#### Your goal
Set down exactly the lines that run from the line with "Roster-mapping task: tag the palm frond" to the end of the data, and nothing else.

-- Start Data rows --

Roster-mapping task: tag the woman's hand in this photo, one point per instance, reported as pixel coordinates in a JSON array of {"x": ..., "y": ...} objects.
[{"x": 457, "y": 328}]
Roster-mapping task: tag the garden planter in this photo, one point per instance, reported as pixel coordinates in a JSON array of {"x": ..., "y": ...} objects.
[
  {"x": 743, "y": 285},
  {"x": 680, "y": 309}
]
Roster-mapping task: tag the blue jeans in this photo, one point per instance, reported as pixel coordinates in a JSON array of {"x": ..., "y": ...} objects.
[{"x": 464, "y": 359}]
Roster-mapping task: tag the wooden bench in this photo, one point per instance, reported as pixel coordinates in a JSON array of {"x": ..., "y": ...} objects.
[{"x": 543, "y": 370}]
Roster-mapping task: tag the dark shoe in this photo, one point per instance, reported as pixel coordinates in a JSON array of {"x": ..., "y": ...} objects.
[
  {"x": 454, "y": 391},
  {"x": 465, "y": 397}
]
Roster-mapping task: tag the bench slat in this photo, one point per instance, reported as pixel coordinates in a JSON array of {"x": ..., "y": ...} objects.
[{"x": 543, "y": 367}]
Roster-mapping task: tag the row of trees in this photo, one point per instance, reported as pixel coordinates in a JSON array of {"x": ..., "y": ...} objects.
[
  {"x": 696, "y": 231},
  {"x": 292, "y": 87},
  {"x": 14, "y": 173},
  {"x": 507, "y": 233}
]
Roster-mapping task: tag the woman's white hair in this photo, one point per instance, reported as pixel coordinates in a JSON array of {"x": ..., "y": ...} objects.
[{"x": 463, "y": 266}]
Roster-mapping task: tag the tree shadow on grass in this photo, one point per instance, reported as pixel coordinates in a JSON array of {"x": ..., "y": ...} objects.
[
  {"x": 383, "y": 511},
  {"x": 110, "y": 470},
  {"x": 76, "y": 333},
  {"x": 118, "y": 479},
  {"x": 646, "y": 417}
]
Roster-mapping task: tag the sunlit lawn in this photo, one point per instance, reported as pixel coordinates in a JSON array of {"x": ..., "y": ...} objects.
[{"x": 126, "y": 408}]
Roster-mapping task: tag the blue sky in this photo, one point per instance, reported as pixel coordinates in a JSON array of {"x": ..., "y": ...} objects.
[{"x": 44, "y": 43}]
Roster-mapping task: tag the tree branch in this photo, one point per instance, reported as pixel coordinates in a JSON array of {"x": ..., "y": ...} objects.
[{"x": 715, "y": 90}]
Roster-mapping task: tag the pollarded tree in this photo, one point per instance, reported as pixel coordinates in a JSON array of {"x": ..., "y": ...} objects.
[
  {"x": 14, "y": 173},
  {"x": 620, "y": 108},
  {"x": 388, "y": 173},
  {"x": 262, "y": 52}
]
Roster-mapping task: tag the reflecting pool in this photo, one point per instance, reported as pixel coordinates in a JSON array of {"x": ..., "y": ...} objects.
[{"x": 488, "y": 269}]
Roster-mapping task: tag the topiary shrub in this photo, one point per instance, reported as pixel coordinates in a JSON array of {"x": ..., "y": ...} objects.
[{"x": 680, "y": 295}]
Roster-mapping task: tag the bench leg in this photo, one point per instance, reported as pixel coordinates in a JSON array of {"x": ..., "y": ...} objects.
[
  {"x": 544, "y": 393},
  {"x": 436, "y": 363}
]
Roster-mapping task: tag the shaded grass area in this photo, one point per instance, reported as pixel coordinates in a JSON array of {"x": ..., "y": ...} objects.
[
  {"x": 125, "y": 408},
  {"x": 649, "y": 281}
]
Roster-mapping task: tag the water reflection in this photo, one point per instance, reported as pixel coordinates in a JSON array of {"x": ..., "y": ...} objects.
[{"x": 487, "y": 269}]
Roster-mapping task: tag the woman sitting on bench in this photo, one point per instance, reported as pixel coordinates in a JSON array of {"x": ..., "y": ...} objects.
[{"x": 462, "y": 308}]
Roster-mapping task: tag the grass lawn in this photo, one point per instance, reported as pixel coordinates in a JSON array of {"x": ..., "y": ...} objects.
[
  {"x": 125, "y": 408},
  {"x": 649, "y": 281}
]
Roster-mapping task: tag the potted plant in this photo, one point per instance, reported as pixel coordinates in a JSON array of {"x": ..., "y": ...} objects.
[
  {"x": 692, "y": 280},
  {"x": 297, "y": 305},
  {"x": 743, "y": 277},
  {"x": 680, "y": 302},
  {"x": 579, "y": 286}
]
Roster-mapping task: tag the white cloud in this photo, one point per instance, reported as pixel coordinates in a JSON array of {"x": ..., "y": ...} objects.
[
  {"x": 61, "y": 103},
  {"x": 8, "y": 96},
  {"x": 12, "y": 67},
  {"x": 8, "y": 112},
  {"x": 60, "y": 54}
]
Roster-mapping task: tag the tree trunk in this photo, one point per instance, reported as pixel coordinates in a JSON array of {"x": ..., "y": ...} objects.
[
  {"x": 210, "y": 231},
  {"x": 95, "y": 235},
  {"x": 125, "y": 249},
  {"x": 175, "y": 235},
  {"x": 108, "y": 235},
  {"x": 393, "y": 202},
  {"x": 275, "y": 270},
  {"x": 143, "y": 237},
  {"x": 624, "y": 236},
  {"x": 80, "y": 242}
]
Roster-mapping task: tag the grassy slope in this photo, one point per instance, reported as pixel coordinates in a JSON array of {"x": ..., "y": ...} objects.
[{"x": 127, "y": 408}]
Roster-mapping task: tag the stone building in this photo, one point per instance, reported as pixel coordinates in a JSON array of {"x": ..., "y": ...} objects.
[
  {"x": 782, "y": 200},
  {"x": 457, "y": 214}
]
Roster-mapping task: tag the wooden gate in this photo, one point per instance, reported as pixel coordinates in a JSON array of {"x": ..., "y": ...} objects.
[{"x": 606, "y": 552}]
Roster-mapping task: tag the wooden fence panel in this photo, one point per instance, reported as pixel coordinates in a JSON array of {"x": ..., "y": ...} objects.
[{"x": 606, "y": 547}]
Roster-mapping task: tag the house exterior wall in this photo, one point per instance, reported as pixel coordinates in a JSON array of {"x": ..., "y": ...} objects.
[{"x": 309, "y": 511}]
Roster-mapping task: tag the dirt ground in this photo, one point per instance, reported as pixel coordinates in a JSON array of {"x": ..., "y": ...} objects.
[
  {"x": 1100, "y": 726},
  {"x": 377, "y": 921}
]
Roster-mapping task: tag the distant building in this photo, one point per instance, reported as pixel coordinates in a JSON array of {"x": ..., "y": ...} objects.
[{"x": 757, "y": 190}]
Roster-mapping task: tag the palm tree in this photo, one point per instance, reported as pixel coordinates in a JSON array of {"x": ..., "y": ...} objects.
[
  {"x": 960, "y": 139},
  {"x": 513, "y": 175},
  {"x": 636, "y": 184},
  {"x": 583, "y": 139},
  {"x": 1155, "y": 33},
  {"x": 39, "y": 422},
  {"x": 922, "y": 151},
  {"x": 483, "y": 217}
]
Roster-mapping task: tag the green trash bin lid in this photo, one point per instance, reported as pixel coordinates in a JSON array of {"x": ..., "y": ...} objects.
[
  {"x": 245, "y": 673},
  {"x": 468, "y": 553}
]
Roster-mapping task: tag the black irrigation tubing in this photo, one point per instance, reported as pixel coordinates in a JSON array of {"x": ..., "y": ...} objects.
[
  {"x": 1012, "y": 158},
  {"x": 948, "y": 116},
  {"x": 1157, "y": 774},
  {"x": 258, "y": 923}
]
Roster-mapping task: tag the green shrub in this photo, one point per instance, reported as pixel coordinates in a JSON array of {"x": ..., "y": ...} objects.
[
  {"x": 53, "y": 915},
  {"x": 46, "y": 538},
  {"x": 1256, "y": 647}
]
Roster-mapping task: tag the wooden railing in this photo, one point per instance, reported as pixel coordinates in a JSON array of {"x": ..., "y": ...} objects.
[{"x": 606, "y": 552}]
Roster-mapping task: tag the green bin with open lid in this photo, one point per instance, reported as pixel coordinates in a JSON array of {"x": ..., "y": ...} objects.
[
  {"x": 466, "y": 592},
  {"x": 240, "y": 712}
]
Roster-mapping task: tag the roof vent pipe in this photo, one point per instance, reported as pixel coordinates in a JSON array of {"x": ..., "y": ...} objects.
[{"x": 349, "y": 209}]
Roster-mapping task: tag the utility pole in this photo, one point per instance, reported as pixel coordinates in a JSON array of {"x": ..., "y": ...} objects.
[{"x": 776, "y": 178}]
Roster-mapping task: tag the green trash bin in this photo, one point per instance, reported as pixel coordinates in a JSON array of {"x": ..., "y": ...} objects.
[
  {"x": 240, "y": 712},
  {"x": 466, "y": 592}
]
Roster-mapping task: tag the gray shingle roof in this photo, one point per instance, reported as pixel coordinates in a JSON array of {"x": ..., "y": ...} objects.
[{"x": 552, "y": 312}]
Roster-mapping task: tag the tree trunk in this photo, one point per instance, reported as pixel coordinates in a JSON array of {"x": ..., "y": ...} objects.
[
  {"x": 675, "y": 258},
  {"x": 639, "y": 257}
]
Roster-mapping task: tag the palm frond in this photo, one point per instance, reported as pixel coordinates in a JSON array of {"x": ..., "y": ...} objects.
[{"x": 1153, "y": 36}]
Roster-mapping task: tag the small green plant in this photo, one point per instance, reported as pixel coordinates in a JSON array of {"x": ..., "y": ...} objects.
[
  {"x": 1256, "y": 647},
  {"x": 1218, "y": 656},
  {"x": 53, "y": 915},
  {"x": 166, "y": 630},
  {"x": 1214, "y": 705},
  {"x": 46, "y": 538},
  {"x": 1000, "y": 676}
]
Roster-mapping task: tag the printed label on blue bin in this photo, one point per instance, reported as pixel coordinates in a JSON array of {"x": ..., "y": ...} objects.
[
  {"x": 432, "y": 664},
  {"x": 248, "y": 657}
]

-- End Data rows --

#### Written response
Roster-mapping task: tag the palm frond in this photo, one point per instance, reported as pixel coordinates in a JSON array of {"x": ..., "y": ...} objects.
[{"x": 1153, "y": 36}]
Roster-mapping task: tag the small green plant in this photo, one point per instance, reported as pixel coordinates in a JSON array of {"x": ..., "y": ...} objects.
[
  {"x": 1256, "y": 647},
  {"x": 1218, "y": 656},
  {"x": 53, "y": 915},
  {"x": 166, "y": 630},
  {"x": 1214, "y": 705},
  {"x": 46, "y": 538},
  {"x": 1000, "y": 676}
]
Roster-mapping task: tag the printed label on blue bin in this photo, one point per instance, reported as pixel coordinates in a JSON array of {"x": ..., "y": ...} objects.
[
  {"x": 432, "y": 664},
  {"x": 248, "y": 657}
]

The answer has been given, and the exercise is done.